Records from an annotation dataset:

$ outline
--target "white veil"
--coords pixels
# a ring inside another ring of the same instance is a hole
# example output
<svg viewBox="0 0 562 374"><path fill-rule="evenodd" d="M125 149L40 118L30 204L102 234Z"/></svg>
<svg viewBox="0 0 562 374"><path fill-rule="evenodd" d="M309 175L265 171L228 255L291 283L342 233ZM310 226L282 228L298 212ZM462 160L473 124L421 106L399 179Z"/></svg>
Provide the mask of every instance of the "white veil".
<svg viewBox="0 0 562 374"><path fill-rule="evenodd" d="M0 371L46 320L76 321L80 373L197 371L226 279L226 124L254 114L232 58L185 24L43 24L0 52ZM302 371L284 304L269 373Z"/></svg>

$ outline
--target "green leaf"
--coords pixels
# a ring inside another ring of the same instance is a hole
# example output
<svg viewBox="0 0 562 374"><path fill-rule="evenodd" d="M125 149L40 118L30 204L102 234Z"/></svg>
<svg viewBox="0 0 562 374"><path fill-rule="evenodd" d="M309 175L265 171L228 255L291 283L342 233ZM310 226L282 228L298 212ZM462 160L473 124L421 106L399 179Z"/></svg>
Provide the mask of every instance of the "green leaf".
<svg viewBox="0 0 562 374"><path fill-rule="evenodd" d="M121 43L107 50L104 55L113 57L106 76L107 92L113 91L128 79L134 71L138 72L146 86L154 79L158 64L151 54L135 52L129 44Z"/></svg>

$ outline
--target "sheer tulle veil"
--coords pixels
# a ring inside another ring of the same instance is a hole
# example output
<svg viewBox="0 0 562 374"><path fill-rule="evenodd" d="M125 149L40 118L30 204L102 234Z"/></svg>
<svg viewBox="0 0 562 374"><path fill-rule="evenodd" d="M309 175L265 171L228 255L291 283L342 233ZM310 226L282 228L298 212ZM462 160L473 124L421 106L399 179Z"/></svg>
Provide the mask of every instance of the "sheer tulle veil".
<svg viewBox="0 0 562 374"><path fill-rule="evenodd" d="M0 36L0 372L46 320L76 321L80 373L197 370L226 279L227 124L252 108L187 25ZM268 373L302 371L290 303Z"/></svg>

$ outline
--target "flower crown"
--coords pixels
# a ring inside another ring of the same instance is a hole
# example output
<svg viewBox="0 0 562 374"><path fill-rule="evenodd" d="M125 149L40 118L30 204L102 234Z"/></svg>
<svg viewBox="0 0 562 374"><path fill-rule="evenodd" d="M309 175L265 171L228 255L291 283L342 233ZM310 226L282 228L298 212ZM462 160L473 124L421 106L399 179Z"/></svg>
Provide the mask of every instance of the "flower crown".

Objective: Transcribe every entry exactly.

Full answer:
$ outline
--target "white veil"
--coords pixels
# a ring inside another ring of the same instance is a hole
# example output
<svg viewBox="0 0 562 374"><path fill-rule="evenodd" d="M125 149L40 118L30 204L102 234Z"/></svg>
<svg viewBox="0 0 562 374"><path fill-rule="evenodd" d="M309 175L265 171L228 255L291 283L342 233ZM310 226L282 228L298 212ZM462 160L473 124L421 106L399 179Z"/></svg>
Provide the mask of every instance of the "white veil".
<svg viewBox="0 0 562 374"><path fill-rule="evenodd" d="M0 371L46 320L76 321L80 373L197 371L226 279L226 124L254 114L232 58L185 24L43 24L0 52ZM302 371L284 304L269 373Z"/></svg>

$ outline
--target "green leaf"
--coords pixels
# a ring inside another ring of the same instance is a hole
# example output
<svg viewBox="0 0 562 374"><path fill-rule="evenodd" d="M125 149L40 118L30 204L102 234Z"/></svg>
<svg viewBox="0 0 562 374"><path fill-rule="evenodd" d="M309 175L265 171L228 255L291 283L342 233ZM310 226L282 228L298 212ZM462 160L473 124L421 106L399 179Z"/></svg>
Provide the mask of every instance of the "green leaf".
<svg viewBox="0 0 562 374"><path fill-rule="evenodd" d="M121 43L107 50L104 55L113 57L106 76L107 92L113 91L128 79L134 71L138 72L146 86L154 79L158 64L151 54L135 52L129 44Z"/></svg>

$ outline
--target "sheer tulle veil"
--coords pixels
# a ring inside another ring of the same instance is a hole
# example output
<svg viewBox="0 0 562 374"><path fill-rule="evenodd" d="M125 149L40 118L30 204L102 234Z"/></svg>
<svg viewBox="0 0 562 374"><path fill-rule="evenodd" d="M309 175L265 171L228 255L291 283L342 233ZM310 226L282 228L298 212ZM462 160L473 124L421 106L399 179Z"/></svg>
Provide the mask of every instance of the "sheer tulle veil".
<svg viewBox="0 0 562 374"><path fill-rule="evenodd" d="M0 36L0 372L46 320L76 321L80 373L197 370L226 279L227 124L252 108L187 25ZM268 373L302 371L290 303Z"/></svg>

$ outline
--target "flower crown"
--coords pixels
# a ring inside another ring of the same instance is a hole
# example output
<svg viewBox="0 0 562 374"><path fill-rule="evenodd" d="M125 149L40 118L30 204L102 234Z"/></svg>
<svg viewBox="0 0 562 374"><path fill-rule="evenodd" d="M309 175L265 171L228 255L291 283L342 233ZM310 226L282 228L298 212ZM462 160L473 124L421 106L399 179Z"/></svg>
Provide the mask of every instance of the "flower crown".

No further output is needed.